## START Material shown

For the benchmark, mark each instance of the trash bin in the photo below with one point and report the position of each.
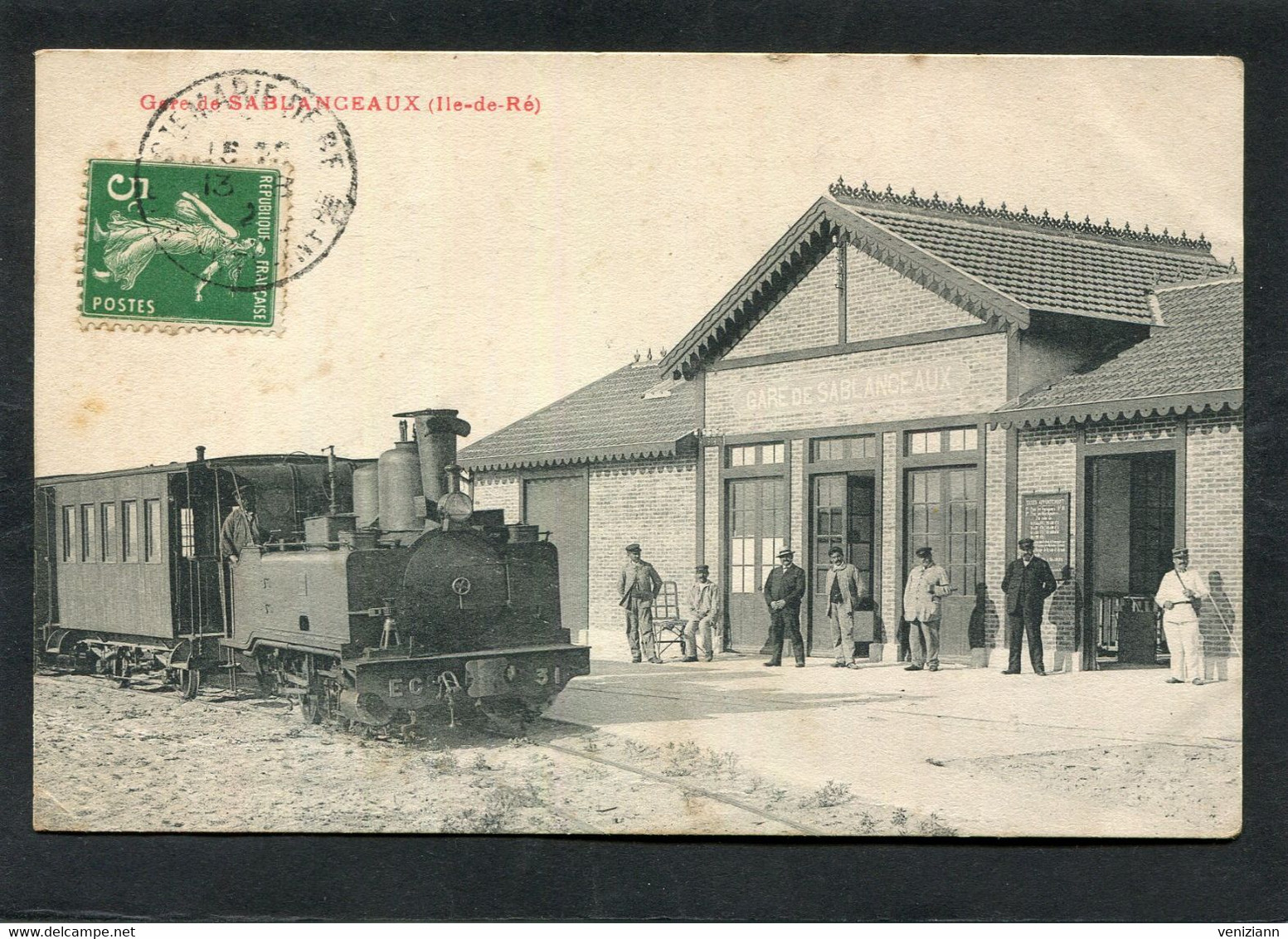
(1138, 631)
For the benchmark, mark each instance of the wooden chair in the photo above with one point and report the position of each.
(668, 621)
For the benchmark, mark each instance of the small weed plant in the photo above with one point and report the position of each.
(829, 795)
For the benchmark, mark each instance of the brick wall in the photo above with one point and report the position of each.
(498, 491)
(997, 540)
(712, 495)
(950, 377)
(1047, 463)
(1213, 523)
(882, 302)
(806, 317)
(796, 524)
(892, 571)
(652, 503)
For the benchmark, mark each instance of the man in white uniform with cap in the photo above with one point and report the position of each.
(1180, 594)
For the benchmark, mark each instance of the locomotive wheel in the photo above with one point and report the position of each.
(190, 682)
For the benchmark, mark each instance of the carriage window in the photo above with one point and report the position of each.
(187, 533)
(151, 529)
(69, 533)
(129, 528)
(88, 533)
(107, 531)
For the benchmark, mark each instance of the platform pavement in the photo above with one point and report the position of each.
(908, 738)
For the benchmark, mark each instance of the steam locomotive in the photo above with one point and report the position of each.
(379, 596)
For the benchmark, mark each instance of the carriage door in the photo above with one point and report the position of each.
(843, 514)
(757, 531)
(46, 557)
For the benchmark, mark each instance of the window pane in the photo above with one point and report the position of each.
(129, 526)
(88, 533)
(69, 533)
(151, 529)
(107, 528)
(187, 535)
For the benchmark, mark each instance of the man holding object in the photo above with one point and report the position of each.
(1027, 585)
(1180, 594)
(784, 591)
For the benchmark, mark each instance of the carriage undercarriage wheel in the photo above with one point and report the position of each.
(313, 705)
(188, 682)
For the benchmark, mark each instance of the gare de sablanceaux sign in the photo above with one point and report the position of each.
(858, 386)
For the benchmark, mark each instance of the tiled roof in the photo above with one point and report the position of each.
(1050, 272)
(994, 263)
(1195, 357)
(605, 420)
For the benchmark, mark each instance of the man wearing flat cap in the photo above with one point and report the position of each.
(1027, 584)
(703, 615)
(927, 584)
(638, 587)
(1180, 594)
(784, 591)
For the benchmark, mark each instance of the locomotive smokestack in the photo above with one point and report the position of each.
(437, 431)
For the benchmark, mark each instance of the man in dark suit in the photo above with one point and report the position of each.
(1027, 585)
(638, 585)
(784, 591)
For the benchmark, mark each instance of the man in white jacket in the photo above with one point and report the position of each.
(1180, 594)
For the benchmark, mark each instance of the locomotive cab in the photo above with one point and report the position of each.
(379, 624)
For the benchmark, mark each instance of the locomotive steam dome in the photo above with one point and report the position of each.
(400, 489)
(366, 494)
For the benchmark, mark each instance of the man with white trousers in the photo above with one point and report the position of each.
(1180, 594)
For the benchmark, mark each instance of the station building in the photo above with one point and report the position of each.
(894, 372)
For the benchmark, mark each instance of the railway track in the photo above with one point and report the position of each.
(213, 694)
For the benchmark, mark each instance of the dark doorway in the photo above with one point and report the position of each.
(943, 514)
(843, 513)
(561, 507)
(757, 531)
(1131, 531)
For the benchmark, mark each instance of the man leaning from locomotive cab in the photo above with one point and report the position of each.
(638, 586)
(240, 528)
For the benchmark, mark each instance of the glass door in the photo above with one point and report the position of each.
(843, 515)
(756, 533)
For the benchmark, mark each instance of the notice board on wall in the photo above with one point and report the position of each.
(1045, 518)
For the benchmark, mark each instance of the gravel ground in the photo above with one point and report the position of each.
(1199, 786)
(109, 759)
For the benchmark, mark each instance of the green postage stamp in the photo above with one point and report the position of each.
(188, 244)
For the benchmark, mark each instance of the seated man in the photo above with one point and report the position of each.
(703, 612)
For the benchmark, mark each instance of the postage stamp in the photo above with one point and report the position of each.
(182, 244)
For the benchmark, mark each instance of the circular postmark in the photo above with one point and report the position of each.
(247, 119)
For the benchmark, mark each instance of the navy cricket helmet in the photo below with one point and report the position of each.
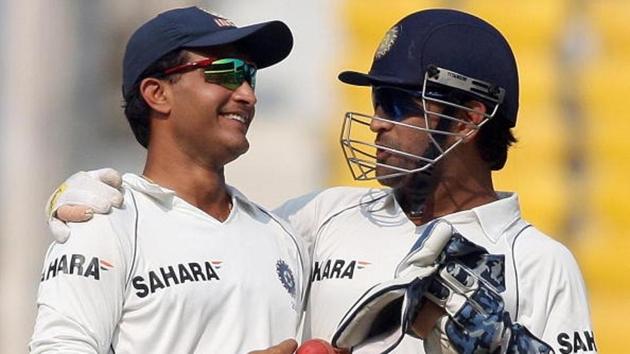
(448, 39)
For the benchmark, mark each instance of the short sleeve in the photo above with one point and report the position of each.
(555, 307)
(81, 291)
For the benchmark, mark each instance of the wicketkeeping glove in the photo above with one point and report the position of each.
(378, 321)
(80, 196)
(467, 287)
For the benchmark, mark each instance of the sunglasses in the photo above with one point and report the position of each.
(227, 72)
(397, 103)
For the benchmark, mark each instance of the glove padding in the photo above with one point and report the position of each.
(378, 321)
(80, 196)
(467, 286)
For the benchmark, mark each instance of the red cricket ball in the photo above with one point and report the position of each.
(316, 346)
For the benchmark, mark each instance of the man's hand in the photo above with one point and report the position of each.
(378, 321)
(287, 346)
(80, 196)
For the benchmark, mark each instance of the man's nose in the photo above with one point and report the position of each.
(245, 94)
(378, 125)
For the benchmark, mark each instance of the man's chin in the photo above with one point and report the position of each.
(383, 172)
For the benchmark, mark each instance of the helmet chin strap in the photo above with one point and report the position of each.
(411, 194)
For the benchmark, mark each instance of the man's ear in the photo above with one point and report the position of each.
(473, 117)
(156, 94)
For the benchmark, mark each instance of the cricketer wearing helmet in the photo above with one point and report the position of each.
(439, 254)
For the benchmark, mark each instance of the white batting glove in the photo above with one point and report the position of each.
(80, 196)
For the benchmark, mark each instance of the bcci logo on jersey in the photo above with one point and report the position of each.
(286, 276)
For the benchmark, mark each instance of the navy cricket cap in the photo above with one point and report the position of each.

## END Material shown

▶ _Exercise description_:
Produce an exact copy of each line of data, skipping embedded images.

▶ _Solution to the exercise_:
For the benchmark, mark each instance of the trash bin in the photo below with one point and report the position of each.
(1138, 631)
For the benchmark, mark each instance of the wooden chair in the photo above with one point and report the position of each.
(668, 621)
For the benchmark, mark each instance of the small weed plant in the photo above with one point and report the position of each.
(829, 795)
For the benchmark, mark each instance of the brick wall in the photo above with one point and report the position of each.
(498, 491)
(997, 540)
(712, 495)
(950, 377)
(1047, 463)
(1213, 523)
(882, 302)
(806, 317)
(796, 524)
(892, 571)
(652, 503)
For the benchmark, mark each instance of the man in white uniform with cap in the photo above with one point and report the position of each.
(1180, 594)
For the benchmark, mark each instance of the locomotive wheel in the photo above with one point and report the position of each.
(190, 682)
For the benchmark, mark each instance of the carriage window in the photo above with one point and report the position of each.
(187, 533)
(151, 529)
(69, 533)
(129, 528)
(88, 533)
(107, 531)
For the benchmark, mark each instance of the platform pavement in the photo above with one point and report the position of each.
(908, 738)
For the benchmark, mark each instance of the steam locomotive in the photo above with one point and report the position of each.
(379, 596)
For the benchmark, mark each instance of the carriage door in the photo above with one point and report the position of each.
(843, 514)
(757, 531)
(46, 557)
For the benchmark, mark each instance of the window pane in the photo above with one point and report the position of each.
(129, 526)
(88, 533)
(69, 533)
(151, 529)
(107, 528)
(187, 535)
For the benchmark, mark each instance of the man holding object in the photo above with one point and report the position of each.
(1027, 585)
(1180, 594)
(784, 591)
For the benchmark, mark each instance of the carriage undercarriage wheel in the photo above with one point and report the position of each.
(313, 705)
(188, 682)
For the benchmark, mark each instance of the gare de sablanceaux sign in the photo above with one point and report the position of each.
(858, 386)
For the benchmark, mark each instance of the tiled roof in the photo above with one point and report the position of each.
(1050, 272)
(994, 263)
(1195, 357)
(605, 420)
For the benchmark, mark each instance of the man wearing flat cap in the photo above with one point and report the position of each.
(1027, 584)
(703, 615)
(927, 584)
(638, 587)
(1180, 594)
(784, 591)
For the benchmark, mark each instance of the locomotive smokestack in the photo above with one point and report the position of each.
(437, 431)
For the benchmark, mark each instance of the man in dark suit in the photo above with one point and report the position of each.
(1027, 585)
(638, 585)
(784, 591)
For the benchmark, mark each instance of the man in white jacket in the photo above with one point and report the position of each.
(1180, 594)
For the benchmark, mark each instance of the locomotive cab in the photo above with one point and report the position of each.
(379, 624)
For the benchmark, mark each instance of the locomotive steam dome in the photo above with one point and report the position of each.
(400, 489)
(366, 494)
For the benchmark, mark each instance of the man with white trousers in the photo above with one point and report the position of each.
(1180, 594)
For the benchmark, mark each instance of the station building in the photo above with one point and report the position of each.
(894, 372)
For the benchmark, mark each instance of the railway track in the photo above with one point and report the position of each.
(213, 694)
For the benchmark, mark each instance of the dark doorway in the photo above with one point and report the position of each.
(943, 514)
(843, 513)
(561, 507)
(757, 531)
(1131, 531)
For the benchmark, mark each instance of the man leaning from locomotive cab in the photo above with one point and report the position of each.
(638, 586)
(240, 528)
For the benchmark, mark each instance of the glass door in the photo above with one point and report the position of each.
(843, 515)
(756, 533)
For the benchmark, mark each instance of the notice board on wall in the photo above with one point and report the position of each.
(1045, 518)
For the benchmark, mark each instance of the gravel ground in the photo above with one point and report the position of each.
(1199, 786)
(109, 759)
For the benchmark, mark each instance of the green postage stamp in the photo above with one point and report the position of each.
(188, 244)
For the benchmark, mark each instance of the seated man in the photo above with one point and report the position of each.
(703, 612)
For the benchmark, mark each instance of the postage stamp in the photo above with one point and report the position of each.
(182, 244)
For the benchmark, mark each instance of the circular postmark in the photo above with one point and report the position of each.
(247, 119)
For the benchmark, mark each instance of the navy cricket helmet in the photo below with one point and report the position of each.
(448, 39)
For the benchmark, mark each instance of the short sleeve in the photo above with one point and report the position of each.
(555, 307)
(81, 291)
For the benchmark, mark each instance of the wicketkeeping glove in the photo above with one point and report the position of each.
(378, 321)
(80, 196)
(467, 287)
For the benchmark, mark each instance of the sunglasses in the photo above with one point and report the position of each.
(227, 72)
(397, 103)
For the benchmark, mark each instance of the glove padding in the photo above with one point and report the position of each.
(378, 321)
(80, 196)
(467, 286)
For the benchmark, mark each instance of the red cricket ball in the photo above with one point and report the position of each.
(316, 346)
For the benchmark, mark each instance of the man's hand in the photo above with one point and report the position of each.
(378, 321)
(287, 346)
(80, 196)
For the benchmark, mark each instance of the man's nose in the photo above with one point and report the position of each.
(245, 94)
(378, 125)
For the benchmark, mark each instance of the man's chin in the photo above with one point and report the position of each.
(383, 172)
For the benchmark, mark each instance of the helmet chin strap in the photo above with one point and report the position of each.
(411, 194)
For the benchmark, mark each instance of the man's ear in the photo above with one point and report the position of each.
(473, 117)
(156, 94)
For the benchmark, mark each instance of the cricketer wearing helmet in the photo above with one point and report the position of each.
(439, 254)
For the benchmark, mark each instance of the white batting glove in the photo above with one point and report the position of each.
(80, 196)
For the benchmark, mark each instance of the bcci logo on jersey in the photo above with one point and report the position of each.
(286, 276)
For the benchmark, mark each instance of the navy cricket cap in the photo above with one point and report the position of each.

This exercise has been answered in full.